* Job *
Only the lines from the line holding "point like [244,71]." through the final line of the entries below are to be returned, exactly as they stand.

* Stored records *

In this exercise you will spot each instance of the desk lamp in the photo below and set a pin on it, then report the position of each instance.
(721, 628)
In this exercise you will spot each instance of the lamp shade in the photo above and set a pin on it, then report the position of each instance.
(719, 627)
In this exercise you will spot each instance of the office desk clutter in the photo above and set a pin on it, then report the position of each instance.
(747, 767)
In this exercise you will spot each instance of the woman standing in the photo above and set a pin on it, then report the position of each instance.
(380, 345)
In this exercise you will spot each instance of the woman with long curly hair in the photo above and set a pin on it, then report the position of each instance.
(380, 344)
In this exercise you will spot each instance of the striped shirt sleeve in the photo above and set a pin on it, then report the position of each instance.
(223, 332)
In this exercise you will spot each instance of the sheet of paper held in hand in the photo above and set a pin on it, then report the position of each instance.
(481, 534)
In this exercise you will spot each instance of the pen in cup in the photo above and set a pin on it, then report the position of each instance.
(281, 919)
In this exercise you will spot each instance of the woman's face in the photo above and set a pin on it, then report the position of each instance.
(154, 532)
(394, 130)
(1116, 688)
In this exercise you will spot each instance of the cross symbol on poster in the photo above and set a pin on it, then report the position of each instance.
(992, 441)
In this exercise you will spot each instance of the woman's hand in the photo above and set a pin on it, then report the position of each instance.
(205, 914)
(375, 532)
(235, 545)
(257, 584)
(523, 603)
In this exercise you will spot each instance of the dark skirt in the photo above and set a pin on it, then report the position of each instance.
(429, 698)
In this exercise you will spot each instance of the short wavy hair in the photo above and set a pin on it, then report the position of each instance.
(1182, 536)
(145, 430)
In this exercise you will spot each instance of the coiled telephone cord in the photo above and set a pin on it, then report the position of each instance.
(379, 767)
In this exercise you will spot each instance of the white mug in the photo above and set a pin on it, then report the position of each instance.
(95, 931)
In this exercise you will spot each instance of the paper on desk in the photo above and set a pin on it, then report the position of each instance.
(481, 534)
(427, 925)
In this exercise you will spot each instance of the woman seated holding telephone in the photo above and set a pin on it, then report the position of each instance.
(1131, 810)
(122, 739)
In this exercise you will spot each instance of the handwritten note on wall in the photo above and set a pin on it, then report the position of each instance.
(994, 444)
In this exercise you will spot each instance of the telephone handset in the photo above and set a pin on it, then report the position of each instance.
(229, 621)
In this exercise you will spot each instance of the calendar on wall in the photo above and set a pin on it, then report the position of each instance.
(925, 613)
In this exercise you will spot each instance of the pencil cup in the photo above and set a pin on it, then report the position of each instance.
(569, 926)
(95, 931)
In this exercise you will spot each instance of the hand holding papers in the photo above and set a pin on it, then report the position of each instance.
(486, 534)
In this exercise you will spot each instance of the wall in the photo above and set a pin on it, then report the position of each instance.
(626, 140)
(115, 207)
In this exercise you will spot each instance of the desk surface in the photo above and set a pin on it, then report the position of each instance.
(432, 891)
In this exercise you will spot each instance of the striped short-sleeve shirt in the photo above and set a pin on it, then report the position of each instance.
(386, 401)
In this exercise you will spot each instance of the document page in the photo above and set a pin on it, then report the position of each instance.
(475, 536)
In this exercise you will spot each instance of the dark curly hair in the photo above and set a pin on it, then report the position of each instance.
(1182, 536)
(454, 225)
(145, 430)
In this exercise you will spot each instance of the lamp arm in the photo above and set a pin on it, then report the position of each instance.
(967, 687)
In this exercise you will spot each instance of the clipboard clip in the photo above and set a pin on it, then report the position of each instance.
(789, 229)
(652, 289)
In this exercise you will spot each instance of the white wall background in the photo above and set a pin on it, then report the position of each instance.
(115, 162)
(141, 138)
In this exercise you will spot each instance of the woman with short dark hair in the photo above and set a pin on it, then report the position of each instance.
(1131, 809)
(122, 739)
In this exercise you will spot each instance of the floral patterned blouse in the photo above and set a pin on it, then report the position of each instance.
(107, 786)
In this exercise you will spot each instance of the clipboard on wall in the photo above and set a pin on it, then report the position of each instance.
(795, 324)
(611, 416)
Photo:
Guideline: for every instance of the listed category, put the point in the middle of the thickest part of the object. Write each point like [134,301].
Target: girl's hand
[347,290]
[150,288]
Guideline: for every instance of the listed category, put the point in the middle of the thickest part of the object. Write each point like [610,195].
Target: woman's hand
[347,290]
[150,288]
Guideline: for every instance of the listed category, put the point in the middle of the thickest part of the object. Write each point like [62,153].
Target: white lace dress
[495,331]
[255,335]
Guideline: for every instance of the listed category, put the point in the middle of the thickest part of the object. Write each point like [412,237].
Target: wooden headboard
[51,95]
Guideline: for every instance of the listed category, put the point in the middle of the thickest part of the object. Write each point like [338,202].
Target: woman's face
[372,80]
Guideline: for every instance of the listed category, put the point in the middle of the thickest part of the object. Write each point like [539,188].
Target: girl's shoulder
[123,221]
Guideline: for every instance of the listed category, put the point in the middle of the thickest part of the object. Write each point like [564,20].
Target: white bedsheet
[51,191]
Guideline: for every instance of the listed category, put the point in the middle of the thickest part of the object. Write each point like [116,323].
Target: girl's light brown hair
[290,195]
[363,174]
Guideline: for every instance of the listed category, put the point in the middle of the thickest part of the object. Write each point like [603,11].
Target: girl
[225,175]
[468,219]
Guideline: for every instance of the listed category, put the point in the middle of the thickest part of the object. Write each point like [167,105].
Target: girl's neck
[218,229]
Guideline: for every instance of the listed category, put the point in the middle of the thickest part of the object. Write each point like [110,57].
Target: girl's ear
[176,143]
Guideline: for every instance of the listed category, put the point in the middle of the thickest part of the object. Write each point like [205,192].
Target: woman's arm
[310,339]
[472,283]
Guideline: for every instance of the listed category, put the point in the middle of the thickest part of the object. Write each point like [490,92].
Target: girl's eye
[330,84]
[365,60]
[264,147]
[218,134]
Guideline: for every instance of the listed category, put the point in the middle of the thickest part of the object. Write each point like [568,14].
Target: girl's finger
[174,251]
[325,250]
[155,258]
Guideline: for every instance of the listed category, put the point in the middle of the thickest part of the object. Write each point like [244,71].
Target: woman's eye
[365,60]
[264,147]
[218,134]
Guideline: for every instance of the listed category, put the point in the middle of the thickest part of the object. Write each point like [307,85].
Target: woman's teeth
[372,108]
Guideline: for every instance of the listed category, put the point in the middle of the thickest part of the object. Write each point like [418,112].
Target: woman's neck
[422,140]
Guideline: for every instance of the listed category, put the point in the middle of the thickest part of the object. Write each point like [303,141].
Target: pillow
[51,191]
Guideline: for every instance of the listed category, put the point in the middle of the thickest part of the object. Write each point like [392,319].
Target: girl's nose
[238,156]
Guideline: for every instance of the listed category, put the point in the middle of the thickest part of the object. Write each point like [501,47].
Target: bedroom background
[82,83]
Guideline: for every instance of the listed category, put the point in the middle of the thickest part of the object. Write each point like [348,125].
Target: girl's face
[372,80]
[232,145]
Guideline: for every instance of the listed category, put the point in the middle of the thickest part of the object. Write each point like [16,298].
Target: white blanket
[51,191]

* Worked solution *
Guideline: for every instance of the listed category, put the point in the middle of the thickest part of the object. Write each point like [244,71].
Target: woman's eye
[365,60]
[264,147]
[218,134]
Guideline: for every instance of the listed category, put the point in the middle of the thickest part of the object. Write each point like [307,85].
Target: woman's teeth
[372,108]
Guideline: for every instance of the listed category, put the point in the middle of the thickest part of the object. Write each point like [418,112].
Target: woman's neck
[422,140]
Guideline: for every instance of the listed category, put the point in the middle of the thickest part of the object. Write each point like [303,141].
Target: pillow
[51,191]
Guideline: for every instance of the listed category, put the point in the middle of the thickest part of the object. Write each point like [392,319].
Target: girl's nose
[238,156]
Guideline: for every instance of the listed category, put the point in the middle of the thickest part of the object. Write each point like [501,47].
Target: bedroom background
[82,83]
Guideline: for every instance of the listed category, put the point in the middle of the thickest part of the object. Write each point like [348,125].
Target: girl's face
[372,80]
[232,145]
Guideline: for every instance of the listed category, put the point in the middle of the thickest part of the object. Write each point like [16,298].
Target: white blanket
[51,191]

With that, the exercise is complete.